_Records to process_
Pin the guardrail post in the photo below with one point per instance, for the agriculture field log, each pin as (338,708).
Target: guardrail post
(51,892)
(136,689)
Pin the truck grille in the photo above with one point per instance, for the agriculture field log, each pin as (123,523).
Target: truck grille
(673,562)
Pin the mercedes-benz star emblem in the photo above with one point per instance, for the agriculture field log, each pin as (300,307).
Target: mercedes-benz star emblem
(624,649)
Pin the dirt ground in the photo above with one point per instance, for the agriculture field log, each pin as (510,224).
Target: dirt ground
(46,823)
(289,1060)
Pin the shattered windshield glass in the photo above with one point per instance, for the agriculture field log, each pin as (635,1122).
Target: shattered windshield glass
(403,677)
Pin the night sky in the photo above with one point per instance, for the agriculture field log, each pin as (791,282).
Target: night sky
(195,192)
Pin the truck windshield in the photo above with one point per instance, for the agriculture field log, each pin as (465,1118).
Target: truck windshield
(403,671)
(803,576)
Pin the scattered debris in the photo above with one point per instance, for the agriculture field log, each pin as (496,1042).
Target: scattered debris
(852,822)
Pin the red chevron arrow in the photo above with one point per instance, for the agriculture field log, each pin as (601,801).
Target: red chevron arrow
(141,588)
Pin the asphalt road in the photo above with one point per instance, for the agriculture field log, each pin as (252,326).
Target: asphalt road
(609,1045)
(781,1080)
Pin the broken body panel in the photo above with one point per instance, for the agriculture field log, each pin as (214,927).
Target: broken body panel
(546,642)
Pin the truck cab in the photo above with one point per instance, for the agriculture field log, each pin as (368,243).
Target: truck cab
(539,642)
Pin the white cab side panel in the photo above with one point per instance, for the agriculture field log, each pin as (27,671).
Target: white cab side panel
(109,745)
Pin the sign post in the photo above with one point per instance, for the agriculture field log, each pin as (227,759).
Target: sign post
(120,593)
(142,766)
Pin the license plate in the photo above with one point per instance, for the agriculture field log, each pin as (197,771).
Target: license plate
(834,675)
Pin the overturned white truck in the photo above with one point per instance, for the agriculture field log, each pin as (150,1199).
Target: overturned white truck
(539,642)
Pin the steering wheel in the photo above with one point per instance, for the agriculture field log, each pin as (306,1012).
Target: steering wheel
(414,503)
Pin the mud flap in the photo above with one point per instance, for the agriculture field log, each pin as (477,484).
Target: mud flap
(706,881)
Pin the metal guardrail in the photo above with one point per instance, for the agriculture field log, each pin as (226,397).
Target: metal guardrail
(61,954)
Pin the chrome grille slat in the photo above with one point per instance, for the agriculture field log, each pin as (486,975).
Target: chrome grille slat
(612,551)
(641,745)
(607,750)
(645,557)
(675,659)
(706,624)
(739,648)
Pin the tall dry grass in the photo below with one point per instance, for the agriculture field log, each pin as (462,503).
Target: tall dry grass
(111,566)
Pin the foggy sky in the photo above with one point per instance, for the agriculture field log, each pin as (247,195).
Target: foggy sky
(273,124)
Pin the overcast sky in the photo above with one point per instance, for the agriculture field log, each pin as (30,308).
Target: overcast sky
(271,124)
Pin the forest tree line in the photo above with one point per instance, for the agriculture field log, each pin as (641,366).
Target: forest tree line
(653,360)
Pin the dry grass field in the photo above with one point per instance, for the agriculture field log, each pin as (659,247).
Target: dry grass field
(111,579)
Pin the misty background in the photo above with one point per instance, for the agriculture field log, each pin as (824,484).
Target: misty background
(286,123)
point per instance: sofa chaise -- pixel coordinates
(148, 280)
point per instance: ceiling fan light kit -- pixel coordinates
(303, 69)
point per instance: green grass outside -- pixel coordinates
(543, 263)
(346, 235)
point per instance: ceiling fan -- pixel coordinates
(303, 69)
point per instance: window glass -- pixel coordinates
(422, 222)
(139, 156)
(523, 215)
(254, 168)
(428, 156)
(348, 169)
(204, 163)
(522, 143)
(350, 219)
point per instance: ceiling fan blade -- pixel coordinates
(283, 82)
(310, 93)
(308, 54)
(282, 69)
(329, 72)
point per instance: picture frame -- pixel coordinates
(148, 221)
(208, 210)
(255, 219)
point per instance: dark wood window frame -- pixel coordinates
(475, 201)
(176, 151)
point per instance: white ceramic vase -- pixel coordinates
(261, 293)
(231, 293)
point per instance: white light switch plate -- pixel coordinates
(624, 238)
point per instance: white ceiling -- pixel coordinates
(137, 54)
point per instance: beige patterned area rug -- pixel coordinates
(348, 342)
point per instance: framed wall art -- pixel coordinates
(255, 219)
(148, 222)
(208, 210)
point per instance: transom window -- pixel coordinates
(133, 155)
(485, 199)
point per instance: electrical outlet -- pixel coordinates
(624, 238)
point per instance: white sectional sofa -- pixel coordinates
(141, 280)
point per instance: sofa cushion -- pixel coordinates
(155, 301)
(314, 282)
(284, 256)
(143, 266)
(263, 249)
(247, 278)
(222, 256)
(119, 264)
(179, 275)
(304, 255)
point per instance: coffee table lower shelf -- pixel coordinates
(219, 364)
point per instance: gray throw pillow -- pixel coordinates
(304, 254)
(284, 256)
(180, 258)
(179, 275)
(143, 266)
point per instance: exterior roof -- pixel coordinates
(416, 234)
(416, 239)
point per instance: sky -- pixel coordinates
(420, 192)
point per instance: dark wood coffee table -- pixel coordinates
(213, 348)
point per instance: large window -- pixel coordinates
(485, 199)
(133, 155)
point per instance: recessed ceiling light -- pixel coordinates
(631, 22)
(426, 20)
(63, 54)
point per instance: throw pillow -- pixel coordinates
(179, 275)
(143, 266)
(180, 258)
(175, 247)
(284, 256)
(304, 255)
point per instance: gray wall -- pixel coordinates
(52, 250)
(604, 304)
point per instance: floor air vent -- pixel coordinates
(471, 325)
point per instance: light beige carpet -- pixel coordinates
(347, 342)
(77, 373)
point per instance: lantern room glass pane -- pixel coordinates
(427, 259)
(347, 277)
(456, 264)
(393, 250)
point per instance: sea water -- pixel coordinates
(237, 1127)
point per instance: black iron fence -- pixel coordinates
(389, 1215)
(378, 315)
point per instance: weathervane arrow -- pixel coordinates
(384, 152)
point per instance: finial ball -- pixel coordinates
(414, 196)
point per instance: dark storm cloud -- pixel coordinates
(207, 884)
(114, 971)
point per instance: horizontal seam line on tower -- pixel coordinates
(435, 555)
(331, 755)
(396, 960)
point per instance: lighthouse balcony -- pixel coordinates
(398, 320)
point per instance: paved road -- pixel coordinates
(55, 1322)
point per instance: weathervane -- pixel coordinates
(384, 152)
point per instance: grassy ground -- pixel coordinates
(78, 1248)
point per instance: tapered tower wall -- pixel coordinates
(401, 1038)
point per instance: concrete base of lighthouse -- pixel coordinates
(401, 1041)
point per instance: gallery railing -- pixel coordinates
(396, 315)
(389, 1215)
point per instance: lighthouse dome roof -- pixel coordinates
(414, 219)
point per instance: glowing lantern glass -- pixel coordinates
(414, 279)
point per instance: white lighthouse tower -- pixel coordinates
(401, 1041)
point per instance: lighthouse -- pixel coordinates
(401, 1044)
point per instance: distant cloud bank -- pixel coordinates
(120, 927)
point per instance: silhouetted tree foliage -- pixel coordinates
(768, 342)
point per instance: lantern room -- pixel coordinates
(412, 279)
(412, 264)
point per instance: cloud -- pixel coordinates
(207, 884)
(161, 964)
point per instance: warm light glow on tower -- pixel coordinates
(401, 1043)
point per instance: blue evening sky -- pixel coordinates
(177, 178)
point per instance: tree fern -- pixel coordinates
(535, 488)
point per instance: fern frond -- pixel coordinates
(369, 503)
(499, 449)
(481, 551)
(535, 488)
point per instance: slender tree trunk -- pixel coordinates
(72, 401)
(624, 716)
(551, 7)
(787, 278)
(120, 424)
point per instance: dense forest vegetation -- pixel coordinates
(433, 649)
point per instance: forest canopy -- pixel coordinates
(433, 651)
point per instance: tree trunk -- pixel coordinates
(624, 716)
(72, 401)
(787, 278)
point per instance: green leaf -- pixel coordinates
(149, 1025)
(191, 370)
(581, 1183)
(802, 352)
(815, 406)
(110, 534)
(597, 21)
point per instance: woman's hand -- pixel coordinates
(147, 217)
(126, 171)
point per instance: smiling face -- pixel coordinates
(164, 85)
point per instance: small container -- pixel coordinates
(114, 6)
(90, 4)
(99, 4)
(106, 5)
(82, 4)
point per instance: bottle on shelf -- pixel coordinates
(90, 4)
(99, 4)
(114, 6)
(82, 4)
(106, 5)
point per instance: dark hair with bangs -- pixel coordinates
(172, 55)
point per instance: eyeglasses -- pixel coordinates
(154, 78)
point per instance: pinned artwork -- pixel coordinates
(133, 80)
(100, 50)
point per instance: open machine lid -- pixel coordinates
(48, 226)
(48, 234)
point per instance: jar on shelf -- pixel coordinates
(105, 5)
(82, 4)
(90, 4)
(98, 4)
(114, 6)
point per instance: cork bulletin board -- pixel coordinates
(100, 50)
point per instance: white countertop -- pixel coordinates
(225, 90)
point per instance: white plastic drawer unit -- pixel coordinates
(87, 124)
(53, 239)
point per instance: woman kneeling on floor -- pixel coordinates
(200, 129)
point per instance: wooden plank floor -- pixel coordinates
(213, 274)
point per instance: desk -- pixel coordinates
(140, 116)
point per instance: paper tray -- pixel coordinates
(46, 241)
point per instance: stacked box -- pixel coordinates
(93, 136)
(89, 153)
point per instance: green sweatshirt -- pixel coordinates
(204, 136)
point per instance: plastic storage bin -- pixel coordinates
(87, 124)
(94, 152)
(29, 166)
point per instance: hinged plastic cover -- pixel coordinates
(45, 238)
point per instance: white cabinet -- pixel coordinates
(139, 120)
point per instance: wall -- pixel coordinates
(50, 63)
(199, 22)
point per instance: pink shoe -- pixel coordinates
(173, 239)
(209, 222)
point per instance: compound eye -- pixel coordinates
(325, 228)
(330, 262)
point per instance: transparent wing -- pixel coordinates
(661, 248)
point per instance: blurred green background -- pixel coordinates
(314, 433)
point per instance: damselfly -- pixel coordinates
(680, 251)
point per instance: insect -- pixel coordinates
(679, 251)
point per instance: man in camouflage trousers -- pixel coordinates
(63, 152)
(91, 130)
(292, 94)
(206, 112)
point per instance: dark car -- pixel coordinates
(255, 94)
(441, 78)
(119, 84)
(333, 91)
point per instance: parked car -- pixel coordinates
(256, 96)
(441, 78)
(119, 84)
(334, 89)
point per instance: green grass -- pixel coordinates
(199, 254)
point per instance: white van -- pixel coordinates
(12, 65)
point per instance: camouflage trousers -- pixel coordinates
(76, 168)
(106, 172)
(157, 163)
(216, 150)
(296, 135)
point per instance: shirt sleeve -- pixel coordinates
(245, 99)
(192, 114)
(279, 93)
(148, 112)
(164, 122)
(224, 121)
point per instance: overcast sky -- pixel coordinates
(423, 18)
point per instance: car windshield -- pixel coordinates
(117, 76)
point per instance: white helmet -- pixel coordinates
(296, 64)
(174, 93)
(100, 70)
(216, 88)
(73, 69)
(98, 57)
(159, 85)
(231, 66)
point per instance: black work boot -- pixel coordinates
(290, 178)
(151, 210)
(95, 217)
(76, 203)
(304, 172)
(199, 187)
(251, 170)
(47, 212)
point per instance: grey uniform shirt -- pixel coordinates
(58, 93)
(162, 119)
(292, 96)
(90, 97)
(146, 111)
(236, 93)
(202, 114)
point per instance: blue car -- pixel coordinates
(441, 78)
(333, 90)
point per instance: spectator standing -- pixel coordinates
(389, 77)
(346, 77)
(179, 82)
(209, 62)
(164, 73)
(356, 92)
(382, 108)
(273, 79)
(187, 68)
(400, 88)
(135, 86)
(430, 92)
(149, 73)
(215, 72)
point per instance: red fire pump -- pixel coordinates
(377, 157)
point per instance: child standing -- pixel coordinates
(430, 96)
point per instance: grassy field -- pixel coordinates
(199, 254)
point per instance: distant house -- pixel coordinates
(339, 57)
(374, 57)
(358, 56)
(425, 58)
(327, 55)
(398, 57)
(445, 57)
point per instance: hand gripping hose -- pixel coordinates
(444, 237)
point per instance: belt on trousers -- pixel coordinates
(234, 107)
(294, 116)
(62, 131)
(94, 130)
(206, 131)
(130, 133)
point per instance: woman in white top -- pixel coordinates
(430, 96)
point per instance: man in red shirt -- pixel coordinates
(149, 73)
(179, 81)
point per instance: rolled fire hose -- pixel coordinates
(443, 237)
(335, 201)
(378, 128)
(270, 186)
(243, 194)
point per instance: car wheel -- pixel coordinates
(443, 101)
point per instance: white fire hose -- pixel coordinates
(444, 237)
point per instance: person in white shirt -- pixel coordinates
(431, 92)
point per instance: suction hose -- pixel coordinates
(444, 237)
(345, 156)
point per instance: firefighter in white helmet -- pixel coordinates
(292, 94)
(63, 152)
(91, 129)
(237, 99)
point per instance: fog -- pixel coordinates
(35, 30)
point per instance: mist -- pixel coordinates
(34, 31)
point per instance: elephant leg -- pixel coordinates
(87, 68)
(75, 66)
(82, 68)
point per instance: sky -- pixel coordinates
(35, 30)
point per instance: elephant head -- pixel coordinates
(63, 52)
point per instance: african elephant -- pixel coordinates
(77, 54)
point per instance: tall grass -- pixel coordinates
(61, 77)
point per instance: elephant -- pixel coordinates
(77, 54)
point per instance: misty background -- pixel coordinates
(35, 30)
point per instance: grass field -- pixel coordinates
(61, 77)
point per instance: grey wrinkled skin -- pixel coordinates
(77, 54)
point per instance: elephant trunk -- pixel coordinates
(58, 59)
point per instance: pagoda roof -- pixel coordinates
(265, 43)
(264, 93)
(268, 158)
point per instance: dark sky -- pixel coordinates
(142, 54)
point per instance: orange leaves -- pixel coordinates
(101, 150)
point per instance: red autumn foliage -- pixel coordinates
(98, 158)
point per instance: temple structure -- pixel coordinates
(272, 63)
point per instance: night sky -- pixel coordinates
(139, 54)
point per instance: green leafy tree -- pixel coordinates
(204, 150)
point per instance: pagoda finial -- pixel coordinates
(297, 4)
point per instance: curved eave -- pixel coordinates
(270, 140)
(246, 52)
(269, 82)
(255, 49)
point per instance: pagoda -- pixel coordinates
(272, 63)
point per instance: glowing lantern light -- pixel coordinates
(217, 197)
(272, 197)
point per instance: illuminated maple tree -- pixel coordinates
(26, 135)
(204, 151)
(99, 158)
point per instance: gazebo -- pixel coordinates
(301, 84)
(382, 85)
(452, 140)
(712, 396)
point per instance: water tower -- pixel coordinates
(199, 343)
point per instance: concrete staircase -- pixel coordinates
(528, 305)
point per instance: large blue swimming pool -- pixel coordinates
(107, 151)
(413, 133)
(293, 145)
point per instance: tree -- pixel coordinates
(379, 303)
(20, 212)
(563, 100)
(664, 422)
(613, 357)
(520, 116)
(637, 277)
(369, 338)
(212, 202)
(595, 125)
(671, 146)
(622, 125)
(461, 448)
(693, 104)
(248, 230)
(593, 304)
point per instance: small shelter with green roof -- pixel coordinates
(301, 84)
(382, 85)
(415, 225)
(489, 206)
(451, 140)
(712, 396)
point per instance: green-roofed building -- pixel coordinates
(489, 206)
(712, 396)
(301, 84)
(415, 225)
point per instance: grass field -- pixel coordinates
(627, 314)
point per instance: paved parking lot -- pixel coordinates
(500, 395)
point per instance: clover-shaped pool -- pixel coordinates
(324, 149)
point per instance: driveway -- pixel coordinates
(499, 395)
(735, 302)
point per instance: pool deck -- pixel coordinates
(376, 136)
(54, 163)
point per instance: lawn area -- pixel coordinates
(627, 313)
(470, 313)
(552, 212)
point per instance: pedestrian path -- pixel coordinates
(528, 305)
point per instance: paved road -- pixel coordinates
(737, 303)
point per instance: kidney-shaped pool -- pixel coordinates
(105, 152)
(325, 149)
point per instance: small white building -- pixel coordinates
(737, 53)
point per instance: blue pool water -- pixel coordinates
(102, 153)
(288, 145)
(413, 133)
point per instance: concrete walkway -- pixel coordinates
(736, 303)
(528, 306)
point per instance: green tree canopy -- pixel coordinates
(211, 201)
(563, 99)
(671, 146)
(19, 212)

_What is being asked_
Turn the entries from the line containing "point per instance: small white" through the final line into a JSON list of strings, one string per line, with blank lines left out.

_Result_
[
  "point per instance: small white building -- pixel coordinates",
  "(737, 53)",
  "point per instance: blue pool water -- pixel coordinates",
  "(102, 153)",
  "(288, 145)",
  "(413, 133)",
  "point per instance: concrete walkway -- pixel coordinates",
  "(736, 303)",
  "(528, 306)",
  "point per instance: green tree canopy -- pixel coordinates",
  "(211, 201)",
  "(563, 99)",
  "(671, 146)",
  "(19, 212)"
]